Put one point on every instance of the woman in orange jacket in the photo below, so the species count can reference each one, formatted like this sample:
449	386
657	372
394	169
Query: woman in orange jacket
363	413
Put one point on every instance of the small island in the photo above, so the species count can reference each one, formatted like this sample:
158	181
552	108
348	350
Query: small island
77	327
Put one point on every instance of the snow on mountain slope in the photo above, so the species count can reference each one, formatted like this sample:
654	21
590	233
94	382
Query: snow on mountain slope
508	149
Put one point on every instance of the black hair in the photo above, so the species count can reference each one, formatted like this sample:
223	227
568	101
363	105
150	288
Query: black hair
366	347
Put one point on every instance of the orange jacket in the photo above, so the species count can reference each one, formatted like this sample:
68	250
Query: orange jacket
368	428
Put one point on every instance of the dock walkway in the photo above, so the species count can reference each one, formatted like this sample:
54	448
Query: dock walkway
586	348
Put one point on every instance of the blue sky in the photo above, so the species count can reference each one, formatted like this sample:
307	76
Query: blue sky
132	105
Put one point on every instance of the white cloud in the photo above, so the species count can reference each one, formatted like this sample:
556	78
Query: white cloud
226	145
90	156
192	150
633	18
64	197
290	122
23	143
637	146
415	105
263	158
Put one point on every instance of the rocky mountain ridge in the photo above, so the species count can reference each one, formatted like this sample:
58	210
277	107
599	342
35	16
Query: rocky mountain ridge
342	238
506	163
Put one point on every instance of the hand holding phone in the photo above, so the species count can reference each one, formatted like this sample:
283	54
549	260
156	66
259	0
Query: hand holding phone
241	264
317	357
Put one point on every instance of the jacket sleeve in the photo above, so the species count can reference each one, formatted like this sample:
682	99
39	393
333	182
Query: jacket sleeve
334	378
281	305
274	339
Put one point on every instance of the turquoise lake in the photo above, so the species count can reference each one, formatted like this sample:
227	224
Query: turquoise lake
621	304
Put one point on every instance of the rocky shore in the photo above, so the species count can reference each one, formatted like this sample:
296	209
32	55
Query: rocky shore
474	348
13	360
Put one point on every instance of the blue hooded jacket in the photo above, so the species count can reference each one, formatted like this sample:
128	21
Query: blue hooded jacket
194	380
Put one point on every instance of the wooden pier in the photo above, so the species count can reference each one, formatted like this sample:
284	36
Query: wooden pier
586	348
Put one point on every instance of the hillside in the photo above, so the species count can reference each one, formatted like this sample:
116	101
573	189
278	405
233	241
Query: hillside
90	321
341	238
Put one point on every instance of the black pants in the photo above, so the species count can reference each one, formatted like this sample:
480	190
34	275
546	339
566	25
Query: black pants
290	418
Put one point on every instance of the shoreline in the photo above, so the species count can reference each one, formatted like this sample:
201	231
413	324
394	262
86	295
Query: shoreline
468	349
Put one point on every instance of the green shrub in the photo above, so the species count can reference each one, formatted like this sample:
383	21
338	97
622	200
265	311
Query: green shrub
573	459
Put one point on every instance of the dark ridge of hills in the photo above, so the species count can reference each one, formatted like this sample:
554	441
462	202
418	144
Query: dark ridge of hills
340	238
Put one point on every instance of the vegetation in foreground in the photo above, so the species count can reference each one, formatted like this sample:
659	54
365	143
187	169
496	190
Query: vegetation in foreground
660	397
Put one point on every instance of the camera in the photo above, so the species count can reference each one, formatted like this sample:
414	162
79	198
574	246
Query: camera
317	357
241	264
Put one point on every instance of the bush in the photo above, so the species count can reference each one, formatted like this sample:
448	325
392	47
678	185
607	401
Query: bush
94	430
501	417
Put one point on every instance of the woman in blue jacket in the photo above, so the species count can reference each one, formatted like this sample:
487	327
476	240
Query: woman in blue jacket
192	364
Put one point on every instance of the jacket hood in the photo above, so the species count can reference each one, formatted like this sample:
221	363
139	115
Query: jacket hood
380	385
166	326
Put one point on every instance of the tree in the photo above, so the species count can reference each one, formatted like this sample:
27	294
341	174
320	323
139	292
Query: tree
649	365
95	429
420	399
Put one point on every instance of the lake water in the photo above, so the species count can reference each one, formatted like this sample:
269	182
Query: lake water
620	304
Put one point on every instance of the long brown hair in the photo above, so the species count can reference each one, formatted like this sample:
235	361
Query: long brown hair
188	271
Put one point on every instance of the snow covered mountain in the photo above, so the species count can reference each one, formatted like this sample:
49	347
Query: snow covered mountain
▬▬▬▬▬▬▬▬▬▬
**Problem description**
Please copy out every entry word for word.

**Written answer**
Put one point on every instance of the woman in orange jacket in the photo below, so the species count can reference each one, formatted like this sample:
449	386
657	372
394	169
Query: woman in orange jacket
363	413
Put one point on every instance of the small island in the photo above, so the species count can reference each one, formatted like this sample:
158	181
552	108
348	350
Query: small island
77	327
Put one point on every instance of the snow on mountain slope in the photo above, so the species count can reference each one, formatted like this sample:
654	21
590	233
94	382
Query: snow on mountain slope
508	149
Put one point on every instance of the black hair in the photo above, so the species count can reference each one, formatted like this sample:
223	227
568	101
363	105
150	288
Query: black hair
366	347
Put one point on every instance of the orange jacket in the photo above, so the species count can reference each one, formatted like this sample:
68	250
Query: orange jacket
368	428
Put one point on every instance of the dock walkway in the photo above, so the species count can reference each one, formatted like this sample:
54	448
Query: dock walkway
586	348
Put one point on every instance of the blue sky in the photo above, so the species count can reference each one, formatted like this sample:
307	76
Query: blue sky
132	105
Put one point on every instance of the white cloud in the photo above, so the species count can reference each one, formatted like this sample:
556	78
Query: white cloud
226	145
90	156
192	150
633	18
64	197
290	122
23	143
637	146
415	105
263	158
Put one point on every instance of the rocky mountain ridge in the photo above, so the species count can reference each one, formatted like this sample:
58	210
277	107
599	342
35	16
Query: rocky mountain ridge
342	238
506	163
Put one point on every instance of the hand holding phone in the photo above, so the species count can reference each one, formatted like this sample:
283	54
549	260
156	66
259	0
Query: hand holding phone
241	264
317	357
Put one point on every instance of the jacket sleeve in the photo above, so the species count can reference each one, formatted like this sample:
682	99
39	393
333	182
Query: jacket sleeve
334	378
281	305
274	339
Put one point on every instance of the turquoise lake in the photo above, so the species count can reference each one, formatted like this sample:
227	224
Query: turquoise lake
621	304
Put one point on every instance of the rocky shore in the photo above, so the species count can reference each one, formatted like this sample:
296	209
32	55
Query: rocky shore
474	348
13	360
Put one point on every instance of the blue hooded jacket in the photo above, so the species count can reference each one, formatted like this sample:
128	21
Query: blue hooded jacket
194	380
Put one point on every instance of the wooden pier in the photo above, so the species count can reference each one, formatted like this sample:
284	36
Query: wooden pier
586	348
Put one point on every instance of the hillside in the photo above, so the species count can reference each one, formatted like this sample:
116	101
573	189
278	405
233	241
Query: hillside
90	321
341	238
Put one point on every instance of the black pants in the photo above, so the species count can reference each one, formatted like this sample:
480	190
34	275
546	339
566	25
Query: black pants
290	418
Put one point on every instance of the shoreline in the photo above, so the species count can reference each one, formatted like this sample:
201	231
413	324
394	262
86	295
Query: shoreline
468	349
Put one point on every instance of the green shrub in the photo above, so the species count can reference each one, formatted like this sample:
383	21
338	97
622	200
265	311
Query: green shrub
573	459
Put one point on every instance of the dark ridge of hills in the photo above, so the species count can reference each one, formatted like this sample:
554	441
462	202
418	144
Query: dark ridge of hills
340	238
Put one point on every instance of the vegetation in foreground in the photo above, so the species count can reference each one, formatted like this sample:
659	54
365	143
187	169
496	190
Query: vegetation in foreground
660	397
Put one point on every instance of the camera in the photo above, so the species count can reference each one, formatted like this sample:
414	162
79	198
574	246
Query: camera
317	357
241	264
Put one point on every instance of the bush in the photo above, so the species count can reference each one, formatted like this sample:
448	325
392	47
678	185
607	401
Query: bush
94	430
501	417
Put one point on every instance of the woman in blue jacket in the photo above, so the species count can reference each one, formatted like this sample:
487	327
476	240
Query: woman in blue jacket
192	364
Put one point on every instance of the jacket hood in the photo above, so the species count can reference each one, formatted like this sample:
221	363
139	115
Query: jacket hood
380	385
166	326
Put one point on every instance of the tree in the photo above, so the species count can reference each one, formatted like this sample:
27	294
341	174
320	323
139	292
Query: tree
649	365
95	429
420	399
Put one point on every instance of the lake water in the photo above, so the species count can reference each one, formatted like this sample:
269	182
Query: lake water
620	304
Put one point on every instance of the long brown hair in the photo above, so the species count can reference each one, formatted like this sample:
235	361
Query: long brown hair
188	271
Put one point on every instance of the snow covered mountain in the photo above, so the species count can reference each one, formatted like this sample:
49	347
Query: snow covered mountain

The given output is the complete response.